PASSAGE TO READ:

In modern enterprise cloud adoption, managing network topology across multiple AWS accounts, geographical regions, and on-premises environments is a critical challenge. A simple hub-and-spoke model is rarely enough. Large-scale deployments require a highly available, secure, and scalable architecture that bridges on-premises data centers with global AWS footprints.

This article dissects a robust, production-grade hybrid-cloud network architecture utilizing AWS Transit Gateway (TGW), AWS Direct Connect (DX) with transit virtual interfaces (VIFs), and redundant IPsec Site-to-Site VPNs for high availability (HA). We will explore the layout, analyze key design decisions, and address critical routing, DNS, and encryption gotchas you must navigate to run this in production.

The Architecture at a Glance

The architecture employs a central hub-and-spoke pattern optimized for multi-account organizations. Here is a high-level representation of the architecture:

AWS Transit Gateway Hybrid Architecture.

Architectural Pillars

  1. Core Networking Account (Account A):

    • Hosts the central Transit Gateway (TGW) in the primary region (us-east-1).

    • Acts as the central traffic hub, managing a unified TGW Route Table that processes both VPC-to-VPC traffic and on-premises routes learned dynamically via Border Gateway Protocol (BGP).

    • Uses AWS Resource Access Manager (RAM) to share the central TGW across the AWS Organization to spoke accounts.

  2. Spoke Accounts (Account 1 & Account 2):

    • Host standard workloads in dedicated VPCs (VPC 1 & VPC 2).

    • Connect to the central TGW via local TGW attachments. This isolates traffic at the account boundary while ensuring seamless transit routing.

  3. Connectivity/Edge Account (Account 3):

    • Isolates edge connectivity and public-facing ingress/egress.

LISTED RECORDS:
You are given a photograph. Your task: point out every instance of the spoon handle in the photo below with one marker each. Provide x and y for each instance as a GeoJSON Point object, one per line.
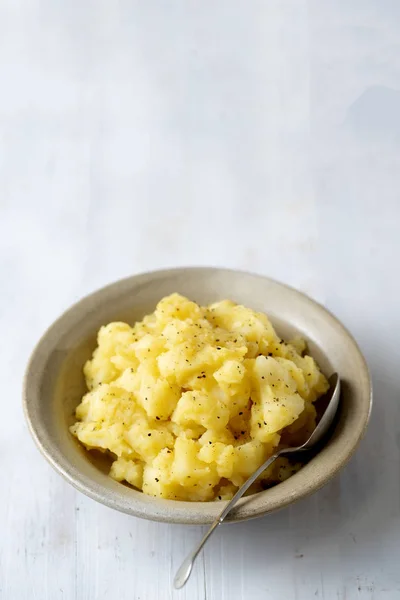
{"type": "Point", "coordinates": [185, 569]}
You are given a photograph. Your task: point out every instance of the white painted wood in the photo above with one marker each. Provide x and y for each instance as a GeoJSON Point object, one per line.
{"type": "Point", "coordinates": [256, 134]}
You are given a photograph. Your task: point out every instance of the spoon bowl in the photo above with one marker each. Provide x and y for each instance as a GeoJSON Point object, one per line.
{"type": "Point", "coordinates": [332, 398]}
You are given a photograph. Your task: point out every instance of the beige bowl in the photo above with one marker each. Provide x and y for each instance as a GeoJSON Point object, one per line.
{"type": "Point", "coordinates": [54, 385]}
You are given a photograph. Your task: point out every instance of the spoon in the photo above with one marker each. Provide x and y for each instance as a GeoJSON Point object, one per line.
{"type": "Point", "coordinates": [332, 399]}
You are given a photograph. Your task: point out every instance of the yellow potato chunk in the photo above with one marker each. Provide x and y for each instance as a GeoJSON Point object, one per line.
{"type": "Point", "coordinates": [191, 400]}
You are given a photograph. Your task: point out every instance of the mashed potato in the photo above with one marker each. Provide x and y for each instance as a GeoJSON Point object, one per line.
{"type": "Point", "coordinates": [191, 400]}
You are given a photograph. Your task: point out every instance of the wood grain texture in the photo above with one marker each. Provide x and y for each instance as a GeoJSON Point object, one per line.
{"type": "Point", "coordinates": [255, 134]}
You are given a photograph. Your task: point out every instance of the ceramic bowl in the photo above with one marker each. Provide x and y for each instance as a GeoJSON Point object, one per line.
{"type": "Point", "coordinates": [54, 385]}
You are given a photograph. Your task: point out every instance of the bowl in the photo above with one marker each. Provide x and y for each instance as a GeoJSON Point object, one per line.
{"type": "Point", "coordinates": [54, 385]}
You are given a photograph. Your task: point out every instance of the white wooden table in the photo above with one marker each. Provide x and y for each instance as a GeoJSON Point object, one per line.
{"type": "Point", "coordinates": [256, 134]}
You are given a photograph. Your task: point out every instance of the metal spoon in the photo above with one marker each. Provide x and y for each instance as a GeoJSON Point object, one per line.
{"type": "Point", "coordinates": [332, 397]}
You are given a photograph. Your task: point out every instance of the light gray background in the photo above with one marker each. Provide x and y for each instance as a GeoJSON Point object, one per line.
{"type": "Point", "coordinates": [254, 134]}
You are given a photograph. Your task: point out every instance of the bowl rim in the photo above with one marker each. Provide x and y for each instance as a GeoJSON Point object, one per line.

EXERCISE: Reproduce the whole article on the AWS hybrid-cloud network architecture word for word. Work from the article only, not from the entries.

EXERCISE SOLUTION:
In modern enterprise cloud adoption, managing network topology across multiple AWS accounts, geographical regions, and on-premises environments is a critical challenge. A simple hub-and-spoke model is rarely enough. Large-scale deployments require a highly available, secure, and scalable architecture that bridges on-premises data centers with global AWS footprints.

This article dissects a robust, production-grade hybrid-cloud network architecture utilizing AWS Transit Gateway (TGW), AWS Direct Connect (DX) with transit virtual interfaces (VIFs), and redundant IPsec Site-to-Site VPNs for high availability (HA). We will explore the layout, analyze key design decisions, and address critical routing, DNS, and encryption gotchas you must navigate to run this in production.

The Architecture at a Glance

The architecture employs a central hub-and-spoke pattern optimized for multi-account organizations. Here is a high-level representation of the architecture:

AWS Transit Gateway Hybrid Architecture.

Architectural Pillars

  1. Core Networking Account (Account A):

    • Hosts the central Transit Gateway (TGW) in the primary region (us-east-1).

    • Acts as the central traffic hub, managing a unified TGW Route Table that processes both VPC-to-VPC traffic and on-premises routes learned dynamically via Border Gateway Protocol (BGP).

    • Uses AWS Resource Access Manager (RAM) to share the central TGW across the AWS Organization to spoke accounts.

  2. Spoke Accounts (Account 1 & Account 2):

    • Host standard workloads in dedicated VPCs (VPC 1 & VPC 2).

    • Connect to the central TGW via local TGW attachments. This isolates traffic at the account boundary while ensuring seamless transit routing.

  3. Connectivity/Edge Account (Account 3):

    • Isolates edge connectivity and public-facing ingress/egress.